» Exercise objective
Leave out every picture, then transcribe the rest of the listing exactly.
-------- Data supplied --------
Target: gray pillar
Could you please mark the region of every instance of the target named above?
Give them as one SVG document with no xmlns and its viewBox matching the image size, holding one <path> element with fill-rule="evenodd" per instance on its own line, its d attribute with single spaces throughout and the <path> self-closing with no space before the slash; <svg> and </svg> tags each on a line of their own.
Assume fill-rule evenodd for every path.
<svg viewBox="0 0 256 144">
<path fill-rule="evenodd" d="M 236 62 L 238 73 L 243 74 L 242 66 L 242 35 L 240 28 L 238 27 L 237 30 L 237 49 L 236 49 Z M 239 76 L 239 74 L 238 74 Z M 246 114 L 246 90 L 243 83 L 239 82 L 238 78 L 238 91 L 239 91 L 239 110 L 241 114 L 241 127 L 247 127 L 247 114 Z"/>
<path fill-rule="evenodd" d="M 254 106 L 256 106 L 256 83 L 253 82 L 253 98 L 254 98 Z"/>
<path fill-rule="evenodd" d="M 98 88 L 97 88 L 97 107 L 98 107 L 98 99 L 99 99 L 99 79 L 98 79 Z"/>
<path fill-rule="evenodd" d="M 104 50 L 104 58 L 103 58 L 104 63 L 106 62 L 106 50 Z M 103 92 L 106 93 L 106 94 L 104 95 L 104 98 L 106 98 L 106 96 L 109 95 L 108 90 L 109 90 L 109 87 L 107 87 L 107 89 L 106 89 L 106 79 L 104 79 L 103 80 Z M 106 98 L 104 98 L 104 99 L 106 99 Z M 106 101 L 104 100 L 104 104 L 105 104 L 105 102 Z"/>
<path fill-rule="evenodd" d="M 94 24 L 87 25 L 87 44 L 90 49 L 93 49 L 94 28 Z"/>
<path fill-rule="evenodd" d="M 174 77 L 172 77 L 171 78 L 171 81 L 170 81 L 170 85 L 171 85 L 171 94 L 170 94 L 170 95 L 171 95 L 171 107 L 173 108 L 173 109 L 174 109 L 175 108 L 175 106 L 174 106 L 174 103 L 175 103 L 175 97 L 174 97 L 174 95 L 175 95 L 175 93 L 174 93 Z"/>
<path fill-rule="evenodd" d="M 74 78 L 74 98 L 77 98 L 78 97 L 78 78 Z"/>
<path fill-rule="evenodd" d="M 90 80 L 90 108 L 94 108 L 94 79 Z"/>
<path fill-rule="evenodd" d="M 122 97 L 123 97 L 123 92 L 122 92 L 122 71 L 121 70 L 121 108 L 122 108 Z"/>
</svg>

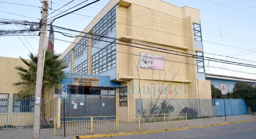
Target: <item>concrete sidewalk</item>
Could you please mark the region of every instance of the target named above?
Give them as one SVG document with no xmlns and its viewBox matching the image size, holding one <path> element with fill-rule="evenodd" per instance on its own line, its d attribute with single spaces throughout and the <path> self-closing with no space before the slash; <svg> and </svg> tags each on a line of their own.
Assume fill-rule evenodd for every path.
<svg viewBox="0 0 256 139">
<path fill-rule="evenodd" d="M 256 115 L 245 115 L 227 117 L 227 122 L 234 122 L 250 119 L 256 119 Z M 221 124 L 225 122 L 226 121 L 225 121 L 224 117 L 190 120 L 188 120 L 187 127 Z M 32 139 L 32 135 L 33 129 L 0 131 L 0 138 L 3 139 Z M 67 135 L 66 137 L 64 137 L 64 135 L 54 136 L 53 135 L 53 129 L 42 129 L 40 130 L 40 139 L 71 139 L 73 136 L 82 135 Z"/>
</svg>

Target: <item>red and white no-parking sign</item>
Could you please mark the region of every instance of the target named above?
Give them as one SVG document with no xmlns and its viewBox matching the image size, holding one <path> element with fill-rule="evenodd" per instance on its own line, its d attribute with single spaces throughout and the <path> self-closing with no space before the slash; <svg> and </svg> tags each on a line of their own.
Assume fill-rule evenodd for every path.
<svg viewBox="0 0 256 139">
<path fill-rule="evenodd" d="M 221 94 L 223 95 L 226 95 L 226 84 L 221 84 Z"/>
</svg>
--------
» Task solution
Target: gray pillar
Could you please mark the region of every instance of the target named above?
Give them as one SVG document with no xmlns and its viewBox matching the image size, holding one <path> element with fill-rule="evenodd" per instance on its own line, its d attribute with single spaces throughout and the <path> self-closing with no space before the slash; <svg> and </svg> tags each on a line of their own.
Assume fill-rule evenodd for every path.
<svg viewBox="0 0 256 144">
<path fill-rule="evenodd" d="M 236 62 L 238 73 L 243 74 L 242 66 L 242 35 L 240 28 L 238 27 L 237 30 L 237 49 L 236 49 Z M 239 76 L 239 74 L 238 74 Z M 246 114 L 246 90 L 243 83 L 239 82 L 238 78 L 238 91 L 239 91 L 239 110 L 241 114 L 241 127 L 247 127 L 247 114 Z"/>
<path fill-rule="evenodd" d="M 254 106 L 256 106 L 256 83 L 253 82 L 253 98 L 254 98 Z"/>
<path fill-rule="evenodd" d="M 98 88 L 97 88 L 97 107 L 98 107 L 98 99 L 99 99 L 99 79 L 98 79 Z"/>
<path fill-rule="evenodd" d="M 104 50 L 104 58 L 103 58 L 104 63 L 106 62 L 106 50 Z M 103 92 L 106 93 L 106 94 L 104 95 L 104 98 L 106 98 L 106 96 L 109 95 L 108 90 L 109 90 L 109 87 L 107 87 L 107 89 L 106 89 L 106 79 L 104 79 L 103 80 Z M 106 98 L 104 98 L 104 99 L 106 99 Z M 106 101 L 104 100 L 104 104 L 105 104 L 105 102 Z"/>
<path fill-rule="evenodd" d="M 94 24 L 87 25 L 87 44 L 90 49 L 93 49 L 94 28 Z"/>
<path fill-rule="evenodd" d="M 174 77 L 172 77 L 171 78 L 171 81 L 170 81 L 170 85 L 171 85 L 171 94 L 170 94 L 170 95 L 171 95 L 171 107 L 173 108 L 173 109 L 174 109 L 175 108 L 175 106 L 174 106 L 174 103 L 175 103 L 175 97 L 174 97 L 174 95 L 175 95 L 175 93 L 174 93 Z"/>
<path fill-rule="evenodd" d="M 74 78 L 74 98 L 77 98 L 78 97 L 78 78 Z"/>
<path fill-rule="evenodd" d="M 90 80 L 90 108 L 94 108 L 94 79 Z"/>
<path fill-rule="evenodd" d="M 122 97 L 123 97 L 123 92 L 122 92 L 122 71 L 121 70 L 121 108 L 122 108 Z"/>
</svg>

Target: <item>concrete sidewalk</item>
Could you please mark the region of every instance of the target named above?
Give them as one SVG document with no xmlns and its viewBox matching the image size, holding one <path> element with fill-rule="evenodd" per instance on its own line, its d attribute with single spaces throughout and the <path> self-closing with no space before the slash; <svg> and </svg> tags each on a line of their own.
Assume fill-rule evenodd for every path.
<svg viewBox="0 0 256 139">
<path fill-rule="evenodd" d="M 256 115 L 245 115 L 227 117 L 227 122 L 234 122 L 250 119 L 256 119 Z M 221 124 L 225 122 L 226 121 L 225 121 L 224 117 L 190 120 L 188 120 L 187 127 Z M 32 139 L 32 135 L 33 129 L 0 131 L 0 138 L 3 139 Z M 67 135 L 66 137 L 64 137 L 64 135 L 54 136 L 53 135 L 53 129 L 42 129 L 40 130 L 40 139 L 71 139 L 73 136 L 82 135 Z"/>
</svg>

Target: <item>red and white no-parking sign</item>
Could you please mark the region of every instance of the target named above?
Give them as one SVG document with no xmlns and its viewBox matching the image size, holding one <path> element with fill-rule="evenodd" per instance on its own line, its d attribute with single spaces throughout and the <path> self-closing with no space before the slash; <svg> and </svg> tags each on a line of their own.
Assume fill-rule evenodd for every path.
<svg viewBox="0 0 256 139">
<path fill-rule="evenodd" d="M 221 94 L 223 95 L 226 95 L 226 84 L 221 84 Z"/>
</svg>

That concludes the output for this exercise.